### TRAVAIL À FAIRE
1. Relevez tous les noms de personnes cités dans l'échange sur le stress post-traumatique.
2. Prolongez l'échange sur le stress post-traumatique à partir de sa dernière phrase.

### PASSAGE FOURNI
····················

Merci. Julien si vous voulez dire un mot ?

           

-          Monsieur SPELLA : J’ai essayé de développer des questions mais je ne dispose pas toujours de réponses. Quand vous dites y-a-t-il un temps de latence, quel serait le temps optimum pour intervenir ?

-          Auditrice : Ma question est de savoir s’il faut intervenir tout de suite. Bon il y a une souffrance, c’est sûr qu’il faut être là. Mais n-y-a-t-il pas une nécessité de temps pour que le sujet élabore quelque chose par lui-même ?

-          Auditeur : Les ESPT (état de stress post traumatique) peuvent se déclarer longtemps après l’accident. Pour l’attentat du 14 juillet, vous pouvez avoir des gens qui vont déclarer un état de stress post traumatique dans dix ans. Les études épidémiologiques sont très longues là-dessus. Vous avez des anciens du Vietnam qui ont déclaré des ESPT. Janet le dit, Freud le dit, et c’est assez connu, mais pour intervenir,  oui, il faut intervenir tout de suite. Les études et ce que Madame nous a témoigné de ce qui se passe en Israël, qui est malheureusement l’un des pays le plus impacté par les attentats, c’est qu’ils font des interventions immédiates.

-          Auditrice : Y-a-t-il d’autres avis que le votre ?

-          Auditrice : Merci de me donner la parole Madame. Je suis adjointe au maire, et je voulais juste poser une question peut être d’ordre politique. D’ores et déjà je m’excuse, je suis complétement profane, parce que je ne suis ni clinicienne, ni psychologue, quelque chose comme ça… donc peut-être vous aurez une réponse à m’apporter. Nous, après les attentats du 14 Juillet, bien entendu toute la ville a été traumatisée. Nous même étions au cœur de cet événement puisque c’était le 14 juillet, nous étions présents. Bref je passe sur des petits détails… La question que je me pose c’est, est-ce que d’un point de vue clinique, c’est une bonne chose pour les familles des victimes et pour les victimes, que la ville de Nice continue à commémorer d’une certaine façon. Souvent on a des rappels, notamment lundi prochain où l’on va récompenser les médecins, la police municipale, tous ces acteurs, ces hommes et femmes qui ont été les héros d’un jour. Est-ce que c’est une bonne chose du point de vue clinique ou pas ? La temporalité des victimes n’est certainement pas non plus la temporalité des citoyens Niçois.

····················

### DONNÉES SOURCES
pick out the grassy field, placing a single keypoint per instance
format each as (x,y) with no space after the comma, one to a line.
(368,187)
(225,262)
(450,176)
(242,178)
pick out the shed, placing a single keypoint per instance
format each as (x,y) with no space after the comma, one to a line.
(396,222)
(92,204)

····················

### RÉSULTATS DE L'EXERCICE
1. Julien, SPELLA, Janet, Freud

2.
Merci beaucoup Madame peut être l’un d’entre nous ou l’une d’entre nous souhaite dire un mot…

-          Monsieur SPELLA : Oui, quelques éléments, c’est vrai et vous faites bien de le souligner, par rapport aux familles des victimes, on sait qu’il y a cette demande. Elle est légitime. Nous avons été au courant de la façon dont la commémoration du 14 Juillet allait se faire. C’est vrai que, personnellement, à un moment je me suis dit : « Est-ce que commémorer c’est une voie de traverse, de reprise subjective ?

Je pense que oui dans un certain sens, mais en psychologie on n’est pas dans des prévisions automatiques prévoyant que ça ou ça, aura tel effet. A travers cette question de la commémoration j’ai reçu beaucoup de personnes qui appréhendaient cette commémoration parce qu’elle était massive. Et le dispositif qui a été proposé a été massif. J’ai autant de personnes qui ont décidé de ne pas être à Nice ce jour-là, que de personnes qui étaient dans l’entre deux. Certains m’ont dit que oui, ils en ont senti un bienfait pour les aider comme ils appellent à « tourner la page ou pas » d’autres non. Il n’y a pas de réponse univoque.